MaxCompute data source - DataWorks - Alibaba Cloud Documentation Center

The MaxCompute data source acts as a data hub. It provides a bidirectional channel to read data from and write data to MaxCompute.

Features

Note

A MaxCompute data source in DataWorks can use a Tunnel Endpoint address to access the Tunnel service of a MaxCompute project. This lets you synchronize the project's data through uploads and downloads. Using the Tunnel service for uploads and downloads involves the DownloadTable operation.

For MaxCompute data sources created after December 11, 2023, if the DataWorks service is in a different region from the MaxCompute project that you want to access, you cannot directly synchronize data from the MaxCompute project using the Tunnel Endpoint address. In this scenario, you must purchase a Cloud Enterprise Network (CEN) instance to connect the networks of the DataWorks service and the MaxCompute project. After the networks are connected, you can perform cross-region data synchronization. For more information about CEN and its related operations, see Cloud Enterprise Network.

Offline read

MaxCompute Reader supports reading from partitioned and standard tables. It does not support reading from virtual views or synchronizing foreign tables.
When you perform an offline read from a MaxCompute partitioned table, you cannot directly map partition fields. To synchronize partition field values, you must add a custom field, manually enter the partition name, and then perform field mapping.
You can specify partitions using scheduling parameters for automatic replacement. This is useful for scenarios where you need to synchronize partitions based on the scheduling time.
For example, consider a partitioned table named t0 with the fields id and name. The hash partition is pt, and the subpartition is ds. To read data from the partition where pt=<data timestamp> and ds=hangzhou, you must specify the partition values as pt=${scheduling parameter} and ds=hangzhou in the data source configuration. Then, you can map the id and name fields during the field mapping configuration.
You can write partition fields to a target table by adding them as custom fields.

*Exercise task 1*
Quote verbatim the portion of the entries that opens with the line containing "Reviewer note: check that each instance of the door panel" and continues through the final line of the entries.
The documentation page and the entries are independent of one another.

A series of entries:
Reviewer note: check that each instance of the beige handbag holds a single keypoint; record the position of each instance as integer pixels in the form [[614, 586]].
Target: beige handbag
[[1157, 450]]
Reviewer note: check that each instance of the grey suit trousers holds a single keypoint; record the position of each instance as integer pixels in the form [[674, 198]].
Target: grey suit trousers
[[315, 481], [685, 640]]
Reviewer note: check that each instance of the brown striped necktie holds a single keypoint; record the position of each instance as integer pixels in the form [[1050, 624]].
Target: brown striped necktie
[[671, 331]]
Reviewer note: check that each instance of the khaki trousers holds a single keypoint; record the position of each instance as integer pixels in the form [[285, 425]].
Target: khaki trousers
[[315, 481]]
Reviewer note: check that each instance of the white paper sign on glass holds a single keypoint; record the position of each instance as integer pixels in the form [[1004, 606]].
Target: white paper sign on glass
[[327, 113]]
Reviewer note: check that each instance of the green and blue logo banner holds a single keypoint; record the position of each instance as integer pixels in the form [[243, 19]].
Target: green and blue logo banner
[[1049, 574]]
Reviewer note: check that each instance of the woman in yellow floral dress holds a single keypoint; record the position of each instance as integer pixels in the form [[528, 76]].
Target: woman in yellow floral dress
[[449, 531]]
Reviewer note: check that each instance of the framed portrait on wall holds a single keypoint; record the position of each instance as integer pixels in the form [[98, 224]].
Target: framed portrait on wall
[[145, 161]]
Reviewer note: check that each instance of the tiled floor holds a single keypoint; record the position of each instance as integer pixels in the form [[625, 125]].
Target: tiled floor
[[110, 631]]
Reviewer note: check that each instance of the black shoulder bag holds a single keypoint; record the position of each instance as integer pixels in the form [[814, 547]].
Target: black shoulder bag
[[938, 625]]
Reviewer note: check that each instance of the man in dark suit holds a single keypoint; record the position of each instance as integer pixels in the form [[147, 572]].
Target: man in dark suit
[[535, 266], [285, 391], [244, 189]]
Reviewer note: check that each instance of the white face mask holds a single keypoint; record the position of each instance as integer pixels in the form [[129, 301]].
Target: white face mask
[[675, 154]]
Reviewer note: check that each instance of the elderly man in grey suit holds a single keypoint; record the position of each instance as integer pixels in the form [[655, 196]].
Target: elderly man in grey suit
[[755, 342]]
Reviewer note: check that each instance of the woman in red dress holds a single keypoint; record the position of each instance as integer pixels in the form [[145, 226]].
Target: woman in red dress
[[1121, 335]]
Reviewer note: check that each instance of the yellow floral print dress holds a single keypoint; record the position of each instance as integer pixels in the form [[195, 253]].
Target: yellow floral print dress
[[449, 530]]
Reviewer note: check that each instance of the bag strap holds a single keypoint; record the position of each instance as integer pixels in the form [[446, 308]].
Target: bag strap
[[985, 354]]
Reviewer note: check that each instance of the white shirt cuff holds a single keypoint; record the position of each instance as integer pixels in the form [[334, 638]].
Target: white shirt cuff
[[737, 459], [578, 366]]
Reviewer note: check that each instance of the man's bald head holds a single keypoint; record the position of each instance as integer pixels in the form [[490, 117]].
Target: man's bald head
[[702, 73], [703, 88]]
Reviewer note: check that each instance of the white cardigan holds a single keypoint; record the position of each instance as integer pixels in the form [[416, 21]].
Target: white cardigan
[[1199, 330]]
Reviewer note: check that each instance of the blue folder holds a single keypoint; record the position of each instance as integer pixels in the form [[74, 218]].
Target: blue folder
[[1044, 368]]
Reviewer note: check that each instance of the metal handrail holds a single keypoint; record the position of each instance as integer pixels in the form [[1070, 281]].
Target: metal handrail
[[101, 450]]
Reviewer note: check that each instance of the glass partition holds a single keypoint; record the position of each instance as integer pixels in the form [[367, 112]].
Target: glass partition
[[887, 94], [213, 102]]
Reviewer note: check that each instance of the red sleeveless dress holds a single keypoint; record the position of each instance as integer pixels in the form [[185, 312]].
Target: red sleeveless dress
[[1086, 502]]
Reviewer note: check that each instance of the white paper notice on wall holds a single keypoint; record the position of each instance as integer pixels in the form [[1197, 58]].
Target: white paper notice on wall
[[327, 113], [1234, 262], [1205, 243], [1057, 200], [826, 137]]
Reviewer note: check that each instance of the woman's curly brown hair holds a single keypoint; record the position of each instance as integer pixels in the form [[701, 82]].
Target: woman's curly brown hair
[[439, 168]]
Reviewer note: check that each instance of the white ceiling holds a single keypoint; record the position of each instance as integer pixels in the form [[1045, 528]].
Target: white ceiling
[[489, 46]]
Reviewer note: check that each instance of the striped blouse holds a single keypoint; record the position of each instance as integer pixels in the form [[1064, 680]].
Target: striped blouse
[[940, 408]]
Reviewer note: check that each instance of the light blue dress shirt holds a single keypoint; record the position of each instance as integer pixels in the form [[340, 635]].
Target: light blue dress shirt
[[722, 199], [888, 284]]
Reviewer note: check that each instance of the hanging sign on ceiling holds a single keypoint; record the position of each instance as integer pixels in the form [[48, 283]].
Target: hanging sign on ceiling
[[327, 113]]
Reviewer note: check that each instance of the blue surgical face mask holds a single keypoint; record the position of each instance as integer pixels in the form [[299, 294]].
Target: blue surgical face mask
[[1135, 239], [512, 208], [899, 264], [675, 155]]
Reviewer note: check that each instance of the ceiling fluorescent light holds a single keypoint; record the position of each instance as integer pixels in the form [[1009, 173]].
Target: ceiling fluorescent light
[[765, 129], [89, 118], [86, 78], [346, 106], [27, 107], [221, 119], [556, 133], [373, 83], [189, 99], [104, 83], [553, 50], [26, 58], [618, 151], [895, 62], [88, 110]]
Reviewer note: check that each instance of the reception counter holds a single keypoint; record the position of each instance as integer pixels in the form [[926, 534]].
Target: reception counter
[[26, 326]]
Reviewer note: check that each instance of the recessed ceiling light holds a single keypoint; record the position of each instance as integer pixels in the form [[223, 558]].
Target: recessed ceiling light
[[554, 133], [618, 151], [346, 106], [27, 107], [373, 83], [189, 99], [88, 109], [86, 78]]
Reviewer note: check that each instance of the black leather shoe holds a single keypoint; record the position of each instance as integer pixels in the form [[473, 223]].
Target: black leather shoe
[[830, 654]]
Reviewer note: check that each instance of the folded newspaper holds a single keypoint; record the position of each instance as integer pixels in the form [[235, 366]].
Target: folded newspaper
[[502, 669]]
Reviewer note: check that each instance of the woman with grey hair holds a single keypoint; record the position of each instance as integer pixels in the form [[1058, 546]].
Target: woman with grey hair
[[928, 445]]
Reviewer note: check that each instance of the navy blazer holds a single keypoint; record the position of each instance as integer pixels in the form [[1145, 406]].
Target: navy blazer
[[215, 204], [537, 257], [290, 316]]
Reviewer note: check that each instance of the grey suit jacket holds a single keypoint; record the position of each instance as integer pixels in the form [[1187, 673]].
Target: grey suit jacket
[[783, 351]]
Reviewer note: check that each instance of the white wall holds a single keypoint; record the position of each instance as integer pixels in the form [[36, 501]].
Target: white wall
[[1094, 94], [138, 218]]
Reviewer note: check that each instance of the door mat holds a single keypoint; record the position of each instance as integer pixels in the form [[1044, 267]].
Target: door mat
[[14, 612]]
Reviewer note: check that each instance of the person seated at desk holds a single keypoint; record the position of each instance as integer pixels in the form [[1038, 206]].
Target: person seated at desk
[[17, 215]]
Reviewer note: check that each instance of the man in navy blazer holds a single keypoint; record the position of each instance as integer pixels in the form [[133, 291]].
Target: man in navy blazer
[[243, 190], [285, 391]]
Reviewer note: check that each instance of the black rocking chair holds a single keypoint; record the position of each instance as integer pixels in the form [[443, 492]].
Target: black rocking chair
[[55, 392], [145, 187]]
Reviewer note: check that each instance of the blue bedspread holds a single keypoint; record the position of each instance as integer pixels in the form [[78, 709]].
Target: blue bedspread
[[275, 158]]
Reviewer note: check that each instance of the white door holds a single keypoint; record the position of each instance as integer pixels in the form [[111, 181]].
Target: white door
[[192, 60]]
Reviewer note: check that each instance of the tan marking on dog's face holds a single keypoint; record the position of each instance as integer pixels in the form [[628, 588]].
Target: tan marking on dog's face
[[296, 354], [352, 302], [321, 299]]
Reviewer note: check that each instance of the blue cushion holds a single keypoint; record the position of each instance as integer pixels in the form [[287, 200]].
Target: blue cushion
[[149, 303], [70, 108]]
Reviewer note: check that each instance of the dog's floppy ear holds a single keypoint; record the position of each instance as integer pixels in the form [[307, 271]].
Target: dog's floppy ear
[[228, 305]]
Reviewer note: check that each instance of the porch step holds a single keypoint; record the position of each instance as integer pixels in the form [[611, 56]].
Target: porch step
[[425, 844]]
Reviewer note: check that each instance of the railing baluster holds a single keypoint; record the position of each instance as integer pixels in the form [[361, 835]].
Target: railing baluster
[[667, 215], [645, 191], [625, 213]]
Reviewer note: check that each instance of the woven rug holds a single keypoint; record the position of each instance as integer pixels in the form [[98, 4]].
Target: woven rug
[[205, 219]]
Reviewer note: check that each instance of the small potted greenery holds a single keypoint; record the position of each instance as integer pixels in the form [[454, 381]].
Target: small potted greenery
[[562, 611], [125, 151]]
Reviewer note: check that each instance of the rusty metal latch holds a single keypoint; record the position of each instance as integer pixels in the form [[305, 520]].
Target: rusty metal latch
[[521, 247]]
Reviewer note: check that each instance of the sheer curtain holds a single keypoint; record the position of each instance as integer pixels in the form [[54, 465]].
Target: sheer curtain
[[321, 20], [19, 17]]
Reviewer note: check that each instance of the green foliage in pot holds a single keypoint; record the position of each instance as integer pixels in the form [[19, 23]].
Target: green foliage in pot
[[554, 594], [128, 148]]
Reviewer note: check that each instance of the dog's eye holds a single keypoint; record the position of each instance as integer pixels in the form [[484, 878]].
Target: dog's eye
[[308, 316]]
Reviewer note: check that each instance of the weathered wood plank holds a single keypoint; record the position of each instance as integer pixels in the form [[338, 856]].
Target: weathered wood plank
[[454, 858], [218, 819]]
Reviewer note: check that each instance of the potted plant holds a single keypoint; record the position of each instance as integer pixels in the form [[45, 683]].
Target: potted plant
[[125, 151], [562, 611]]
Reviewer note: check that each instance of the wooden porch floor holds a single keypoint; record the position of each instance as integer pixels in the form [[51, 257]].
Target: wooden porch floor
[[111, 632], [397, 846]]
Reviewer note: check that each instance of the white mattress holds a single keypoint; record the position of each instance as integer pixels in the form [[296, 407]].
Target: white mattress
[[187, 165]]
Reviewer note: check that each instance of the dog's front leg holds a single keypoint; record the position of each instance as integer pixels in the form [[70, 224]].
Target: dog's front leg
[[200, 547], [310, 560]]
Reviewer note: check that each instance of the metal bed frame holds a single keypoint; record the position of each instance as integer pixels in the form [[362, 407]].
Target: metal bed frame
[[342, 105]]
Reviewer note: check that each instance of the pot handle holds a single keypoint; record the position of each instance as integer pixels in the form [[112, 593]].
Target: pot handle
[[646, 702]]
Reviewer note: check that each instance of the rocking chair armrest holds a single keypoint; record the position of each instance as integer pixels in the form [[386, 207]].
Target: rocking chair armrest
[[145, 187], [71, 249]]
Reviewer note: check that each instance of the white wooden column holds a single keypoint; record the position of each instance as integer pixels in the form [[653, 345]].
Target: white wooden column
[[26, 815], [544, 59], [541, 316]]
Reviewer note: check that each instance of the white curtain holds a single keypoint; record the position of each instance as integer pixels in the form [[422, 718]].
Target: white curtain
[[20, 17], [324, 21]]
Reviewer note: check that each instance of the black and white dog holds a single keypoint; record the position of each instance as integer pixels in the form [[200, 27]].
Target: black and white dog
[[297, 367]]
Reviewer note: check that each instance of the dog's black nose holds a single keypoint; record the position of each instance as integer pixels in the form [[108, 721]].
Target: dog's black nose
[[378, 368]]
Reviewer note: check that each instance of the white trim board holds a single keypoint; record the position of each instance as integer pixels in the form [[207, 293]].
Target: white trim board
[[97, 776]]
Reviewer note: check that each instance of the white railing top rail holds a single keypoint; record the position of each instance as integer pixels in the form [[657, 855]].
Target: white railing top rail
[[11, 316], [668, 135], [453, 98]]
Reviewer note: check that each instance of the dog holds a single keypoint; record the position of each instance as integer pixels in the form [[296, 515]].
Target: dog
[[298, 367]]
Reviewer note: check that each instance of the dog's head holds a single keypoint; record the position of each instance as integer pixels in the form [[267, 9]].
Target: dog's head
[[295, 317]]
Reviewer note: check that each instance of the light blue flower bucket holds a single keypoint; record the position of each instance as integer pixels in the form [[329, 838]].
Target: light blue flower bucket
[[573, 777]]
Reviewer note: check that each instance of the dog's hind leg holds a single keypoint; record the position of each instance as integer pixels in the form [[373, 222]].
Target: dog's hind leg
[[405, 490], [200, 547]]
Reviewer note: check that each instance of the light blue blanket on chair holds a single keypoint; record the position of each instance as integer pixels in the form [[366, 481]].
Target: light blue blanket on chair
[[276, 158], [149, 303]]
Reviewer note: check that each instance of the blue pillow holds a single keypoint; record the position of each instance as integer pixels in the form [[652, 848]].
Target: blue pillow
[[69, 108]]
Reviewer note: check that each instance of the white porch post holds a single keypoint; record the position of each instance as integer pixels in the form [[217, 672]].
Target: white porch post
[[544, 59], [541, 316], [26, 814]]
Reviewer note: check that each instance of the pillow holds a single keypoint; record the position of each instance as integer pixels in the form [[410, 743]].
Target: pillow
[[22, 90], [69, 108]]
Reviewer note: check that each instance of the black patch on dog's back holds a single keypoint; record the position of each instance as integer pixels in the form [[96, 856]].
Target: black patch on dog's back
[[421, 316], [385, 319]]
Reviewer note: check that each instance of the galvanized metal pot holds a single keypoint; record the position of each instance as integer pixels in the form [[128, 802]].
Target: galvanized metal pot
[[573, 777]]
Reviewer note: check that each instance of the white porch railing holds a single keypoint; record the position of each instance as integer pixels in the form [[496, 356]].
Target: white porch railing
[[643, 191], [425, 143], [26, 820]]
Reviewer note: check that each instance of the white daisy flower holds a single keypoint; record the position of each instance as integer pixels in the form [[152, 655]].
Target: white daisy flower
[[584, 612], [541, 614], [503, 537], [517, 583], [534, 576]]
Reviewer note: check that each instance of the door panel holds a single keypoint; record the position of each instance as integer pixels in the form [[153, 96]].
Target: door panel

*Exercise task 2*
Print, without any change, the portion of the documentation page that opens with the words "The MaxCompute data" and closes with "the DownloadTable operation.".

*Output 1*
Reviewer note: check that each instance of the door panel holds a single keypoint; record the position of each instance as integer pixels in the form [[153, 96]].
Target: door panel

*Output 2*
The MaxCompute data source acts as a data hub. It provides a bidirectional channel to read data from and write data to MaxCompute.

Features

Note

A MaxCompute data source in DataWorks can use a Tunnel Endpoint address to access the Tunnel service of a MaxCompute project. This lets you synchronize the project's data through uploads and downloads. Using the Tunnel service for uploads and downloads involves the DownloadTable operation.